Problem requirements =
Please reproduce the part of the KPMG text below that opens with the words containing "Up until February, the" and closes with "down to 7%.", copying it word for word.

Text segment =
Up until February, the accounting and consulting firm was on track to achieve 13% revenue growth domestically, which would have marked its best financial performance in years. In the three years previous, KPMG had booked 9% growth. However, the fallout of demand caused by the Covid-19 outbreak put pressure on the firm’s performance, bogging the overall growth rate down to 7%.

Considering the hardship and challenges KPMG has faced in the past months, CEO Gary Wingrove said that “all things considered, we’ve had a good financial year” adding “I’m proud of what we’ve achieved working closely together as a firm, and continuously supporting our clients.”

Like its peers, KPMG saw much of its work in mergers & acquisitions, management consulting and business transformation paused or cancelled, amid tightening belts at clients. This put pressure on KPMG’s chargeability and margins. But, “by acting swiftly and decisively early in the pandemic, we have protected the underlying health of the firm,” said Wingrove.

Revenue of KPMG Australia 2020

KPMG was the first of the Big Four to announce job cuts in response to Covid-19 (200 redundancies), and among other measures, the firm cut discretionary spending, paused recruitment, and asked its workforce to voluntarily accept a 20% reduction in pay between May and August, the equivalent of a 7 per cent annual pay reduction. At the end of May, Wingrove unveiled that 99% of all KPMG’ers in Australia had accepted the temporary change of terms

These measures helped KPMG mitigate the loss of income during the last four months of the financial year, which according to Wingrove was around 15% down on the original plan.

Provided data =

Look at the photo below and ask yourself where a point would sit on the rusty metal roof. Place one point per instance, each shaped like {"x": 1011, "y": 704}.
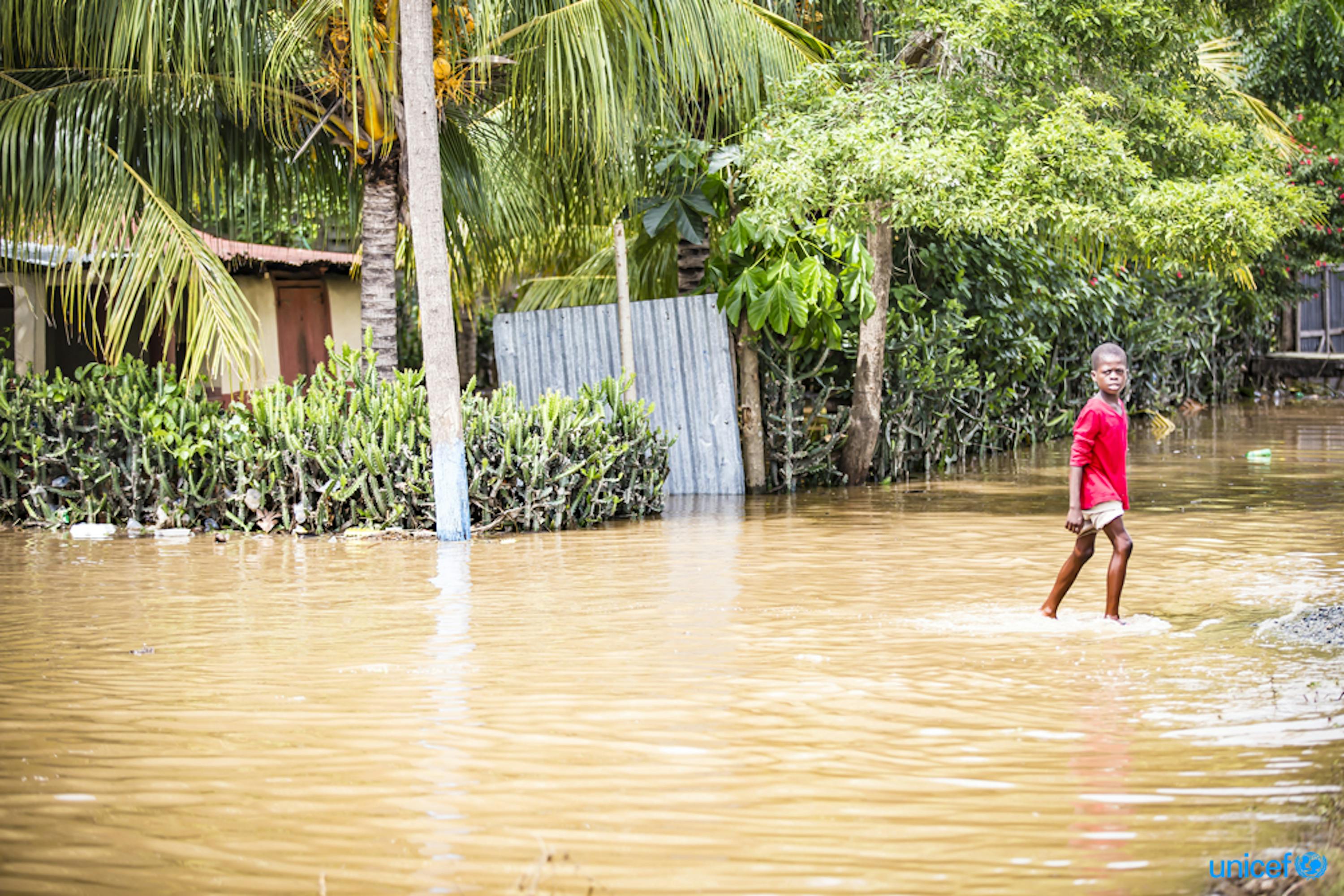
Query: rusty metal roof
{"x": 236, "y": 250}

Answer box =
Up until February, the accounting and consulting firm was on track to achieve 13% revenue growth domestically, which would have marked its best financial performance in years. In the three years previous, KPMG had booked 9% growth. However, the fallout of demand caused by the Covid-19 outbreak put pressure on the firm’s performance, bogging the overall growth rate down to 7%.